The often evoked moralisation of international politics after World War II, which can be exemplified in the Nuremberg trials, the genocide convention, and the Universal Declaration of Human Rights in 1948, was not a founding experience of states on the eastern side of the Iron Curtain. Due to the socialisation of warfare, the extermination of enemies of the people or entire collective groups due to their racial, ethnic, and political difference, trauma was not to be communicated to the outside world, expanding knowledge and creating empathy. Besides a heavy blood toll, devastation, and mass expulsion, the end of the war bequeathed deep moral confusion, leaving many of these societies in an in-between condition, between victory and defeat or ‘victory in defeat’.13 For much of non-Russian eastern Europe, World War II cut off ties with the West.

Memories of threats to the nation produced particularly strong narratives, which narrowed down the nation to ethnic and racial conceptions with disastrous consequences.14 Experiences of state-formation, of perceived backwardness in relation to the west, and of ‘defeat in victory’ after a world war produced expectations that were based on cultural memories of experiences of humiliation and suffering but also on redemptive myths of belonging and new beginnings. One could certainly make the case for seeing the ‘memory boom’ in the social sciences and in Western Europe as a reflection of a somewhat opposite dynamics. The disillusionment with expectations would focus societies back onto their experience. The demise of ideology, the dissolution of utopian promises, the lack of alternative models to established capitalist modernity, and the growing uncertainty about the future have fuelled the discovery of memory. The distinction between Eastern and Western Europe was reinforced by the establishment of communist regimes during and after World War II. Their practices of fashioning experiences and expectations systematically eliminated elites, destroyed the built environment, and promoted mythic time dimensions. These practices placed serious difficulties in the way of making narrative commitments to constitutive mythologies, and on the contrary entailed schismogenetic forms of contested narrative commitments.

EXTRACTED RECORDS |
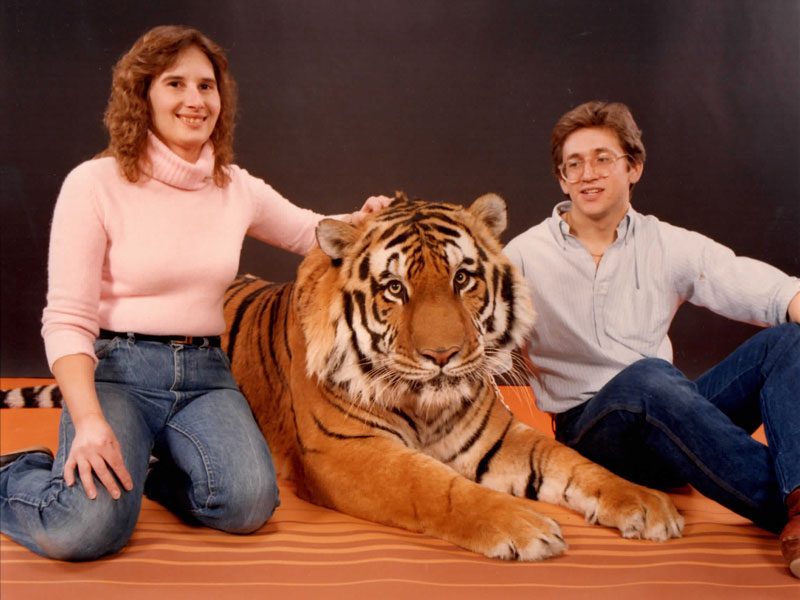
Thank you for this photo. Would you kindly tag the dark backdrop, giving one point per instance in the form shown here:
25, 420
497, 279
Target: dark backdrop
447, 100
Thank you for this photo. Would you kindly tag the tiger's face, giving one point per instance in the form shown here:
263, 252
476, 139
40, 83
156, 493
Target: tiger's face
416, 306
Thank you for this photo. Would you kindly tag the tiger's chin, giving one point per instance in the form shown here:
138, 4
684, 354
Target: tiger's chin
426, 390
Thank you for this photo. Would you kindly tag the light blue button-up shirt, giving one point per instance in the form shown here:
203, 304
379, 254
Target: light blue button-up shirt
595, 321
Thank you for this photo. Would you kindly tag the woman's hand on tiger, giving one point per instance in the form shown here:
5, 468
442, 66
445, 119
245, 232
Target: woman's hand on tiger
373, 204
95, 449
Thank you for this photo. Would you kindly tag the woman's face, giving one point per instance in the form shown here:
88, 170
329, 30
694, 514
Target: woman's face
185, 104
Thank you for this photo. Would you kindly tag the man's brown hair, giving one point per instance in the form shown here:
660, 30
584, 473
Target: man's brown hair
611, 115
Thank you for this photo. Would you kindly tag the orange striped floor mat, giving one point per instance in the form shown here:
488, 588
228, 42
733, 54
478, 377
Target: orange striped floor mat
310, 552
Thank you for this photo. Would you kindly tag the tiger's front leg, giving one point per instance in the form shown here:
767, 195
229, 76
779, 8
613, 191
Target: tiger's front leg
383, 481
560, 475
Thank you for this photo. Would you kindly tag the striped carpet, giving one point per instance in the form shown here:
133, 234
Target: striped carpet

STATED PROBLEM 1 |
Summarize the text on postwar memory in eastern Europe in two sentences.
STATED PROBLEM 2 |
Render this sentence from the text on postwar memory in eastern Europe in Spanish: "The distinction between Eastern and Western Europe was reinforced by the establishment of communist regimes during and after World War II."
STATED PROBLEM 3 |
Answer these questions from the text on postwar memory in eastern Europe:
(a) In what year was the Universal Declaration of Human Rights made?
(b) Which four developments does the text say have fuelled the discovery of memory?
(c) What did the practices of the communist regimes systematically eliminate?

WRITTEN SOLUTION 1 |
For states east of the Iron Curtain, the moralisation of international politics after World War II was not a founding experience, and the war left their societies in deep moral confusion and cut much of non-Russian eastern Europe off from the West. Communist regimes reinforced the East–West distinction by eliminating elites, destroying the built environment and promoting mythic time dimensions, which hindered commitments to constitutive mythologies and produced contested narrative commitments instead.

WRITTEN SOLUTION 2 |
La distinción entre Europa del Este y Europa Occidental se vio reforzada por el establecimiento de regímenes comunistas durante y después de la Segunda Guerra Mundial.

WRITTEN SOLUTION 3 |
(a) 1948.
(b) The demise of ideology, the dissolution of utopian promises, the lack of alternative models to established capitalist modernity, and the growing uncertainty about the future.
(c) Elites.